[Some records]

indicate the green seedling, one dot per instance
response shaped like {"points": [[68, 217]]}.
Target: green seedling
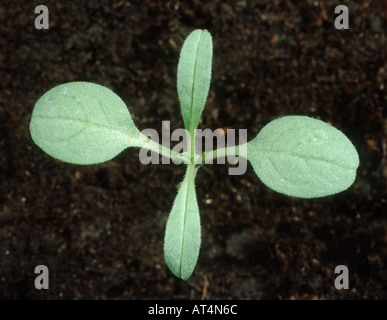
{"points": [[85, 123]]}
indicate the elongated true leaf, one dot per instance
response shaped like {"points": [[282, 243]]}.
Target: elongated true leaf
{"points": [[82, 123], [182, 235], [194, 75], [303, 157]]}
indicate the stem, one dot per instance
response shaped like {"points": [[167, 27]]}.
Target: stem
{"points": [[222, 152], [164, 151]]}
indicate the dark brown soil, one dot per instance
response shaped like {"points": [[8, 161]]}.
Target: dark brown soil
{"points": [[99, 229]]}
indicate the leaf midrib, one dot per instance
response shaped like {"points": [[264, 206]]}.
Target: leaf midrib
{"points": [[190, 170]]}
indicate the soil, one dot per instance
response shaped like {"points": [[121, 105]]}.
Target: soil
{"points": [[99, 229]]}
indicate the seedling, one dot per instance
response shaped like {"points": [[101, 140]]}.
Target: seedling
{"points": [[85, 123]]}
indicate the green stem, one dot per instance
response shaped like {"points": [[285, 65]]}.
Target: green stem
{"points": [[222, 152], [164, 151]]}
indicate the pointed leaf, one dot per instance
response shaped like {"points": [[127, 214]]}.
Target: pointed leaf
{"points": [[194, 75], [303, 157], [182, 235], [82, 123]]}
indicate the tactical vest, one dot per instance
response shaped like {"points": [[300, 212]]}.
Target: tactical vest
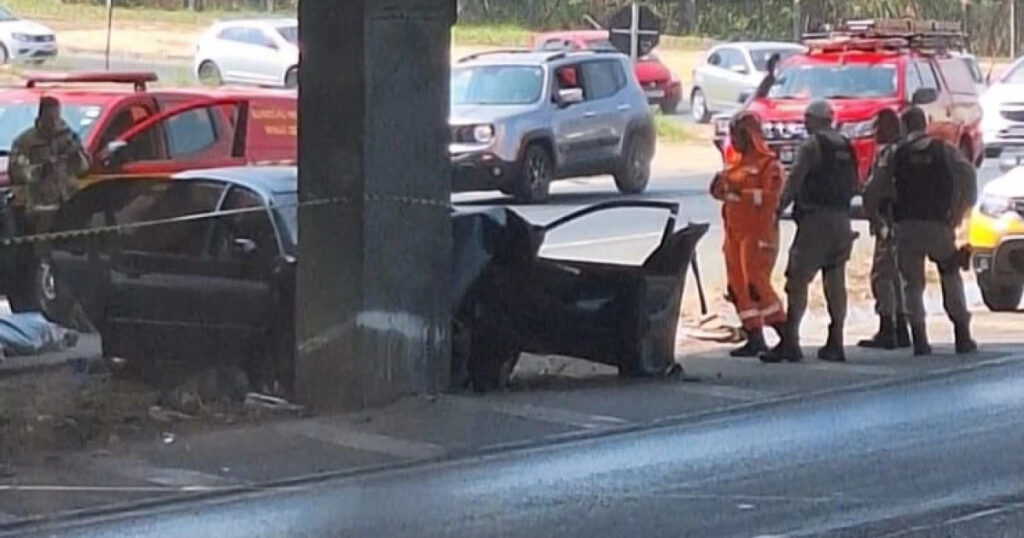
{"points": [[830, 184], [924, 182]]}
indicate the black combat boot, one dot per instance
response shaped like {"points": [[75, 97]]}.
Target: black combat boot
{"points": [[787, 348], [755, 344], [902, 332], [921, 345], [965, 344], [833, 352], [885, 338]]}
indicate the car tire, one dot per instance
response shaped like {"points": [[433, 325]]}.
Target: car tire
{"points": [[209, 74], [292, 78], [634, 170], [1000, 298], [698, 106], [536, 173], [670, 108]]}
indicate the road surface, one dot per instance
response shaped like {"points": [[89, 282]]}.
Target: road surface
{"points": [[924, 458]]}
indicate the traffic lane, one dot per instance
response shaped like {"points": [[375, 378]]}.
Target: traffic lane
{"points": [[802, 468]]}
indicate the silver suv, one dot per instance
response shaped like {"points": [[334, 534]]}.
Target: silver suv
{"points": [[520, 120]]}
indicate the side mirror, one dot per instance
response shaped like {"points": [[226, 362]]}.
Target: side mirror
{"points": [[244, 246], [925, 96], [569, 96], [111, 156]]}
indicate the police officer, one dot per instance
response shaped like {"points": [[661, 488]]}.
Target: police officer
{"points": [[820, 187], [886, 285], [931, 188], [44, 161]]}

• [THE TASK] Rewrite the stretch of the records from the line containing "indicate the police" through the end of the records, changing "police officer" to "law enforcement officer" and keeping everything else the same.

• [EXPECTED ANSWER]
indicate the law enforcement officer, one dot per instance
response shaped like {"points": [[661, 488]]}.
Target: law enforcement officer
{"points": [[820, 187], [886, 285], [931, 188], [44, 161]]}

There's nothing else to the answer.